_Instructions to follow_.
According to the excerpt on cluster analysis of TULIP domain-containing proteins, what are cluster maps built on instead of multiple alignments?

(Excerpt to read Opens)

We have used a cluster analysis that maps out the sequence relationships between superfamily members (Figure 1 and Supplementary Table S1 available at http://www.biochemsoctrans.org/bst/039/bst0391033add.htm) in order to describe the evolution of TULIP domain-containing proteins. In the analysis of superfamilies, cluster analyses are preferable to classical phylogenies for several reasons [18]: (i) Resolution: phylogenies lose resolution in the deep nodes as the number of sequences increase, because branching decisions are always taken hierarchically from the leaves to the root and therefore the effects of conflicting data accumulate as the computation progresses towards the root. Cluster maps do not show this problem, as all data are considered with equal weight in every round of map equilibration. Indeed cluster maps increase their resolution with the number of sequences, as clusters become better delimited with their size. (ii) Accuracy: phylogenies become more inaccurate with the number of sequences because the multiple alignments on which they are based accumulate errors, the likelihood of including false-positive sequences, which distort the topology of the tree, increases, and highly divergent sequences are shuffled to the root of the tree where they are artificially joined into a basal clade (long branch attraction). Cluster maps do not involve multiple alignments, being built on pairwise comparisons, and their accuracy increases with the number of sequences as the larger number of pairwise relationships averages out random errors in the accuracy of pairwise sequence comparison. Cluster maps are also insensitive to false positives and highly divergent sequences as the former simply drift to the edge of the map while the latter have ample topological space into which to move without interfering with each other. (iii) Computational complexity. In phylogenetic analyses, the time needed to find the optimal tree increases exponentially with the number of sequences (at least cubically depending on the algorithm) such that trees of more than a few thousand sequences become computationally prohibitive. The computational complexity of cluster maps only increases approximately quadratically with the number of sequences such that maps with several tens of thousands of sequences can be computed in a matter of hours on a single CPU (central processing unit).

(Excerpt to read Closes)
(The data Opens)

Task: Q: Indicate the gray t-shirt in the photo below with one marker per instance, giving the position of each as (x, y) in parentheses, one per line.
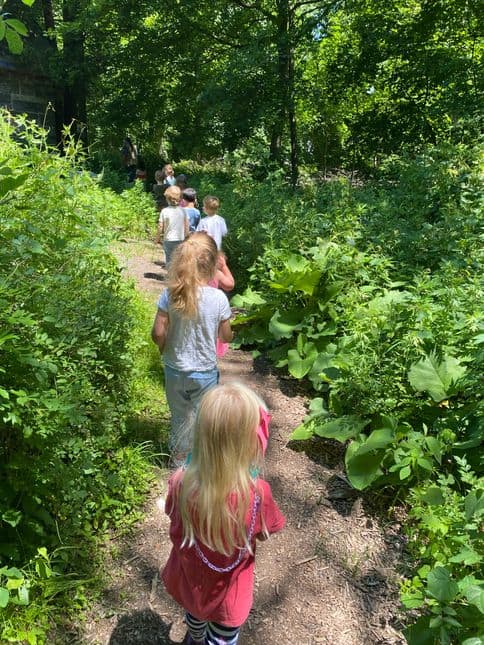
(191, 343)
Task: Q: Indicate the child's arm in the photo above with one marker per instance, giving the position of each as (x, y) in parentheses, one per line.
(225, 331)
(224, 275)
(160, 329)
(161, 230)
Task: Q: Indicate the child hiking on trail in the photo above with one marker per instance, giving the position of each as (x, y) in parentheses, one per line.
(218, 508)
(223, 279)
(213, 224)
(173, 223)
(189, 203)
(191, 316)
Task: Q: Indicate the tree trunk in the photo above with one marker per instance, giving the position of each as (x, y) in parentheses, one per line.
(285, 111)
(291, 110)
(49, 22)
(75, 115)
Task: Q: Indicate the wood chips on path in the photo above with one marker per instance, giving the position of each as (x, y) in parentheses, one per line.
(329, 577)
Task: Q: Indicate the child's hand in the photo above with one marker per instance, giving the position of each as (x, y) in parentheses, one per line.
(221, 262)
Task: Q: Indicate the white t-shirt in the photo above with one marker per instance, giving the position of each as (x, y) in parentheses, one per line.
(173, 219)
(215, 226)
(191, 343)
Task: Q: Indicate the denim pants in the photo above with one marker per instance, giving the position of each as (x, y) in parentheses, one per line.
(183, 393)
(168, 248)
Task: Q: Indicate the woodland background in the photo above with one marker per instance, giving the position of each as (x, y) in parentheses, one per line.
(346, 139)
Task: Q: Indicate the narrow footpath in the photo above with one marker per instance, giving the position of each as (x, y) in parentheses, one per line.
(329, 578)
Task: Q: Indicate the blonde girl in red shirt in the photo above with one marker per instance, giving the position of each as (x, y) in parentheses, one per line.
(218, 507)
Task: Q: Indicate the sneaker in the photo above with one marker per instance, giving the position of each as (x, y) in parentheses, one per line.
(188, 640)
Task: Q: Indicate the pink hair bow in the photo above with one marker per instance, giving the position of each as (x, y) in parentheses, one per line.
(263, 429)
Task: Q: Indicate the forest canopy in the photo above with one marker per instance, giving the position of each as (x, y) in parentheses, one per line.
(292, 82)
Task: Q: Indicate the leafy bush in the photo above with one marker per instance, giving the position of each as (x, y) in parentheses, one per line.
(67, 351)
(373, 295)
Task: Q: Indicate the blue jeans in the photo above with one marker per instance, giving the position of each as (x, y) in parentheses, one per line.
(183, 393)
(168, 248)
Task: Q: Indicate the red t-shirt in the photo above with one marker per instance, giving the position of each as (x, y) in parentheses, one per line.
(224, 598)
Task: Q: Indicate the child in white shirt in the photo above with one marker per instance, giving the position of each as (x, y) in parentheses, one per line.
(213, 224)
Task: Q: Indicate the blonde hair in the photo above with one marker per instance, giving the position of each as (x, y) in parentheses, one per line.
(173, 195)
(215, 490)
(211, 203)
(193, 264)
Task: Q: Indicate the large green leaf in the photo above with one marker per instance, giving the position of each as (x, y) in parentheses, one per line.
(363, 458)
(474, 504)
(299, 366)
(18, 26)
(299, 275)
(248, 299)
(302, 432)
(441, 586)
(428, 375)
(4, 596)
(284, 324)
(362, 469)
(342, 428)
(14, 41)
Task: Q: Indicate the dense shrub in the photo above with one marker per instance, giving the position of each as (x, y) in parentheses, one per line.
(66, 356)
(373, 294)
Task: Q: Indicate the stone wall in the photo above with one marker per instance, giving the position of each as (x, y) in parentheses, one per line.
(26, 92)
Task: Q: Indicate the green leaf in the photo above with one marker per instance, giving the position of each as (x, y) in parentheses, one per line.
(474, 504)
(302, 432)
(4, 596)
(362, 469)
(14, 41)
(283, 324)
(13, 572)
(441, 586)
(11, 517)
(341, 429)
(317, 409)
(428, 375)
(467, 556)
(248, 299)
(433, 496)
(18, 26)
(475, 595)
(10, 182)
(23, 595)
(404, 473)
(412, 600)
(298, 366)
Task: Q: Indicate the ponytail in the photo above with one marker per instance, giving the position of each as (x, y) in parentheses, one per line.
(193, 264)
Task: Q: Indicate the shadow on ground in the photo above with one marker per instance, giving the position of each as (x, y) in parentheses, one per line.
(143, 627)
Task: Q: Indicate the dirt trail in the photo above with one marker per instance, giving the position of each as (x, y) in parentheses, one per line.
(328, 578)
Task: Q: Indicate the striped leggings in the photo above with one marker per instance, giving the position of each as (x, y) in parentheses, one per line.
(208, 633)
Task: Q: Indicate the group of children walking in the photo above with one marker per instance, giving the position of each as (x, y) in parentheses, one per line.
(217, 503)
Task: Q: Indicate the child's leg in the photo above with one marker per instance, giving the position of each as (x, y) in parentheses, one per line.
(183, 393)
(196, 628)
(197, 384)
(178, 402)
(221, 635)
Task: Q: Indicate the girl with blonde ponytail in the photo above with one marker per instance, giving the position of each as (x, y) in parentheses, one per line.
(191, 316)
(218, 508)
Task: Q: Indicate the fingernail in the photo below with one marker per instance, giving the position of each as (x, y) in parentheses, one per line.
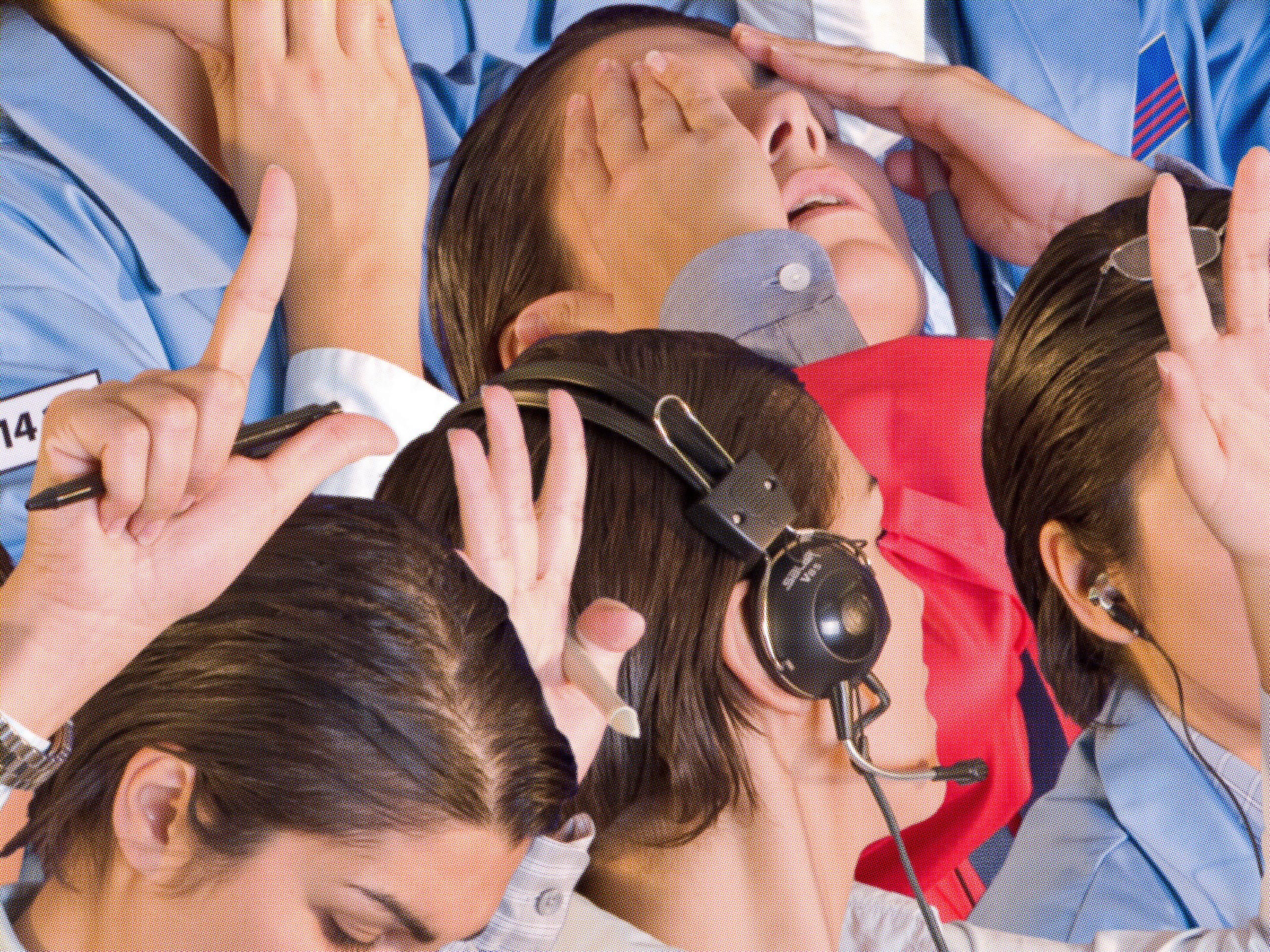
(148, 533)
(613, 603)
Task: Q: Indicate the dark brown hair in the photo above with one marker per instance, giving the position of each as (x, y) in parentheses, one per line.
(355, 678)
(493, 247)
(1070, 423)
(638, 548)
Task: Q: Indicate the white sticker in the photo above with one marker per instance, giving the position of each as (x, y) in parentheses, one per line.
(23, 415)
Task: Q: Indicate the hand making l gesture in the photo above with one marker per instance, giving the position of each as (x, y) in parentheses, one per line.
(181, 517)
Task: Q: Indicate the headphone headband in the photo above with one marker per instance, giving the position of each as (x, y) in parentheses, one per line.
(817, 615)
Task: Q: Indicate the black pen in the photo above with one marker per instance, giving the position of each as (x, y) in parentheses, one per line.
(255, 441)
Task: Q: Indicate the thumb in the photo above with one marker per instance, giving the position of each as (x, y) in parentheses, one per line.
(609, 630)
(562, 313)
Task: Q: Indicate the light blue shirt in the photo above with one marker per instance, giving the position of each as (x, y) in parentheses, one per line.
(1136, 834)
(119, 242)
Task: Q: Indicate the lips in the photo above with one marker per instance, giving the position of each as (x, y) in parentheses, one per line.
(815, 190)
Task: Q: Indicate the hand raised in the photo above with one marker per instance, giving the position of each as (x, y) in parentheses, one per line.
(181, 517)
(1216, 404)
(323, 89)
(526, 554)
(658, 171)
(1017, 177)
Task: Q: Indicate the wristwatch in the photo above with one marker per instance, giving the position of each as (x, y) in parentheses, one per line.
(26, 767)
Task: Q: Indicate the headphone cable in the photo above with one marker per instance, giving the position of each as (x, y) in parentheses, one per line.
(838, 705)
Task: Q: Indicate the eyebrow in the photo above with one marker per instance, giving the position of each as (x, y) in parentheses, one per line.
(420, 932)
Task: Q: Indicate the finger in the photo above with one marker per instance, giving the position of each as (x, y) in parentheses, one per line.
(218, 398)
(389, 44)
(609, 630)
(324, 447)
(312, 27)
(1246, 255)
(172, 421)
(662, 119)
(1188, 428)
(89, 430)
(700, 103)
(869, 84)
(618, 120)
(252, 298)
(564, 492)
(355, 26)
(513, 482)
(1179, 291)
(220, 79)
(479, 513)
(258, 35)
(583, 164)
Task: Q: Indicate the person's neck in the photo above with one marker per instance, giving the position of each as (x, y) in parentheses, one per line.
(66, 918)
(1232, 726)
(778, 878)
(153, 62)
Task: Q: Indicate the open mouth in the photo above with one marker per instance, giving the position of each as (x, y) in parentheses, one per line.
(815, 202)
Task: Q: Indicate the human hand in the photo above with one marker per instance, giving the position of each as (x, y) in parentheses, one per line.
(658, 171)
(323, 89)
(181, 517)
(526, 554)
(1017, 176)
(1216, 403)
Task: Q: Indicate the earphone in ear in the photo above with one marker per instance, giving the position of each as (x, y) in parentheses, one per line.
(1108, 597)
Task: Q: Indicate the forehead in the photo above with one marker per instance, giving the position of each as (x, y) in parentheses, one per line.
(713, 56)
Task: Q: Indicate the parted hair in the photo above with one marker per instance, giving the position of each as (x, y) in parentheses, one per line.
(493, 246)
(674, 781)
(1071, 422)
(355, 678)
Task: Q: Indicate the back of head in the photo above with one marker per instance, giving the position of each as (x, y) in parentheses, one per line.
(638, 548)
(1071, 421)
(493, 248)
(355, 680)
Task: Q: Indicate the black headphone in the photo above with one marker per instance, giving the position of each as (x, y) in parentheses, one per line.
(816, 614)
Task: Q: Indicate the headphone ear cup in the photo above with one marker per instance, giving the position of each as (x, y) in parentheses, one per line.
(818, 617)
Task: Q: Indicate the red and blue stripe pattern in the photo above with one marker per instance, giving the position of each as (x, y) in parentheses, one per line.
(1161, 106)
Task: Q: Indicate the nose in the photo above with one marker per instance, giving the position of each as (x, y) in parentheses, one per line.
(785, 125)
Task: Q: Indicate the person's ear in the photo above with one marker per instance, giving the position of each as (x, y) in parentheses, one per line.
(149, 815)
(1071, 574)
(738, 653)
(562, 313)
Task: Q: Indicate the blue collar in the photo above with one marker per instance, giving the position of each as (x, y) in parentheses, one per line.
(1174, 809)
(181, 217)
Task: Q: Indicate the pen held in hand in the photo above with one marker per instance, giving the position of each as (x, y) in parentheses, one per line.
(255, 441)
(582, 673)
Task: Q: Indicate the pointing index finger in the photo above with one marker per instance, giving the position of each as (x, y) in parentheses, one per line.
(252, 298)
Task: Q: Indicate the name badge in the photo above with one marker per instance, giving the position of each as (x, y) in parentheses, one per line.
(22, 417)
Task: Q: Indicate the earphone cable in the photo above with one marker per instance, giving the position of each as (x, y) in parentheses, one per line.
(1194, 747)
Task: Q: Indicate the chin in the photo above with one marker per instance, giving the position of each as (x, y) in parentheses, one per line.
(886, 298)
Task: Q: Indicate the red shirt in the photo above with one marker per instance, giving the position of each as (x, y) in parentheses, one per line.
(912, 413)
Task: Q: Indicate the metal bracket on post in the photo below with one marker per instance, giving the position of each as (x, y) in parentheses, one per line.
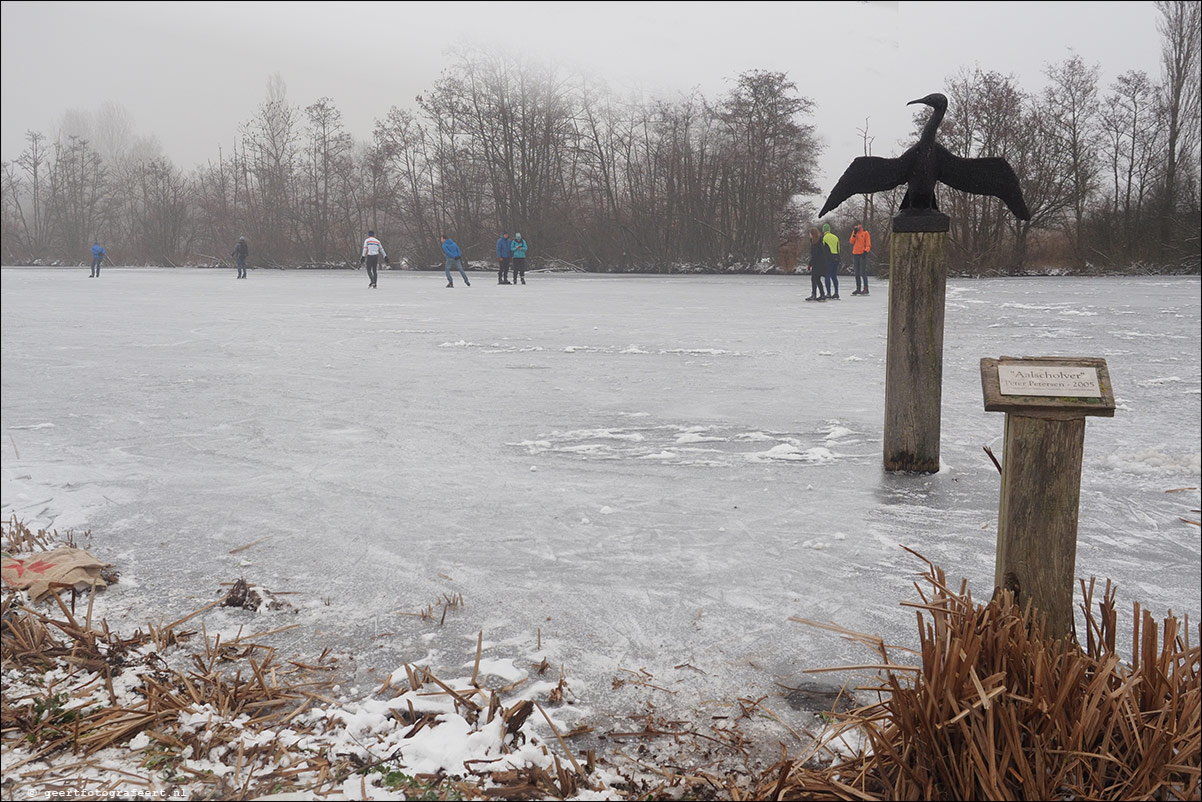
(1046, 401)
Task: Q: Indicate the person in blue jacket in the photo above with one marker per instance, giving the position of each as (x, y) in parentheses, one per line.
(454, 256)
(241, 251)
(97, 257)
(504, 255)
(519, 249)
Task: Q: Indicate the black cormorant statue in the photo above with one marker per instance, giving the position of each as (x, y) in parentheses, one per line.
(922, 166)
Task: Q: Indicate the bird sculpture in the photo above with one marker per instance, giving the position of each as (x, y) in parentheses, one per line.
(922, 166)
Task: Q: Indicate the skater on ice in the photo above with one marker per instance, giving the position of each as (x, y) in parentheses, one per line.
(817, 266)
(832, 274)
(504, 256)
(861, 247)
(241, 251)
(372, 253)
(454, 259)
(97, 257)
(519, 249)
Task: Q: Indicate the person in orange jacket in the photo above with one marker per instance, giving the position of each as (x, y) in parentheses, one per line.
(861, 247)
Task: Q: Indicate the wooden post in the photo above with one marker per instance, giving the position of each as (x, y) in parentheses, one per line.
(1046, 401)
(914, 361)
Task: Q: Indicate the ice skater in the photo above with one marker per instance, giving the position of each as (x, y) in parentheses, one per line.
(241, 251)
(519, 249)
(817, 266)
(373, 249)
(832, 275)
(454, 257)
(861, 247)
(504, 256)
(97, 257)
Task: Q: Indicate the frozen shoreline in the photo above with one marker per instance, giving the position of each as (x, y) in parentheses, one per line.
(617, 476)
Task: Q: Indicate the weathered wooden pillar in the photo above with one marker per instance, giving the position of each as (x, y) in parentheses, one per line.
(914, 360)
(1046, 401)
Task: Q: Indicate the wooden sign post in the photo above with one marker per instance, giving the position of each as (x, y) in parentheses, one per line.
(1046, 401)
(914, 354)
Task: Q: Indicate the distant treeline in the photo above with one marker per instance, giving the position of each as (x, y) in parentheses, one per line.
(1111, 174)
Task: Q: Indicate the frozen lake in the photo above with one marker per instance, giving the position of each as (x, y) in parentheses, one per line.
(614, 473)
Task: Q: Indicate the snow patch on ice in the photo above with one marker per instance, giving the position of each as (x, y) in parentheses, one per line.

(The data Closes)

_Task response_.
Pairwise comparisons.